# PAGE EXCERPT
----

It’s February, which hopefully means many interior designers have taken their first steps into the new year with some semblance of a break behind them and, with that, space to recalibrate their goals and values. Returning to your routine, visiting showrooms and speaking to clients can be invigorating with fresh eyes.

If that last sentence doesn’t resonate, perhaps this same set of circumstances has had the opposite effect on you. You might be feeling like you’ve reached a stale point in your career. You’re at your desk daydreaming of new horizons and wondering if your skills might set you up well for an entirely new occupation. If you’ve clicked on this article, chances are you think teaching could be just that occupation. 

Pondering a career pivot can feel like wading into the unknown. For the more cautious of us, it raises several questions, such as: Do I need to go back to study? Are there many jobs out there? What’s the pay like? And the work-life balance? Will teaching provide me with the same creative fulfilment that design does? 

To find some answers, ADR spoke with experienced university tutors and professors. With years of teaching and decades of designing under their belts, they were once in your position and are perfectly placed to paint an honest picture of teaching interior design.

Becoming a teacher

For Angela Costa, a tutor of interior design at Melbourne’s RMIT University and director of Est Design, becoming a tutor in her late thirties happened “organically”. 

Back then, she was running her interior design business part time while raising her two-year-old daughter. She began to long for an alternate design outlet and to share the industry knowledge and experiences she’d accumulated.

“The interior design industry is in an interesting bubble and it has been for quite a while, and I feel the role and relevance of interior designers are diminishing thanks to influences like The Block,” she says.

Angela Costa, tutor of interior design at RMIT University and director of Est Design

Nevertheless, Costa still wanted to work and do something “for herself” while parenting. With a few nudges from her partner, who taught pottery and recognised Costa’s great teaching potential, she enrolled in a Certificate IV in Training and Assessment. 

In Australia, tertiary study falls into two categories: higher education and vocational education and training (VET). Often referred to as ‘the TAE’, the Certificate IV in Training and Assessment allows its graduates to deliver training and assessment in the VET sector. It provides the skills needed to teach, covering units like facilitating classes online or supporting students with disability.

----

# WHAT THIS EXERCISE ASKS
A. From the article on teaching interior design, extract the passage from "If that last" to "just that occupation.".
B. According to the article on teaching interior design, what does the Certificate IV in Training and Assessment allow its graduates to do?

# SOURCE MATERIAL
----

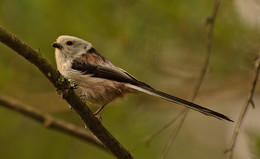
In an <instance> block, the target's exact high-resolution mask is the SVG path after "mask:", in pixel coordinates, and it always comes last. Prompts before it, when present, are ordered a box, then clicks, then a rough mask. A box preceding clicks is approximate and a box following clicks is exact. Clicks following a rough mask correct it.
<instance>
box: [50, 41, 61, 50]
mask: <svg viewBox="0 0 260 159" xmlns="http://www.w3.org/2000/svg"><path fill="white" fill-rule="evenodd" d="M51 46H52V47H55V48H57V49H62V48H63V47H62V45H61V44H59V43H56V42H55V43H53V44H52V45H51Z"/></svg>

----

# WRITTEN RESPONSES
A.
If that last sentence doesn’t resonate, perhaps this same set of circumstances has had the opposite effect on you. You might be feeling like you’ve reached a stale point in your career. You’re at your desk daydreaming of new horizons and wondering if your skills might set you up well for an entirely new occupation. If you’ve clicked on this article, chances are you think teaching could be just that occupation.

B. It allows its graduates to deliver training and assessment in the VET sector.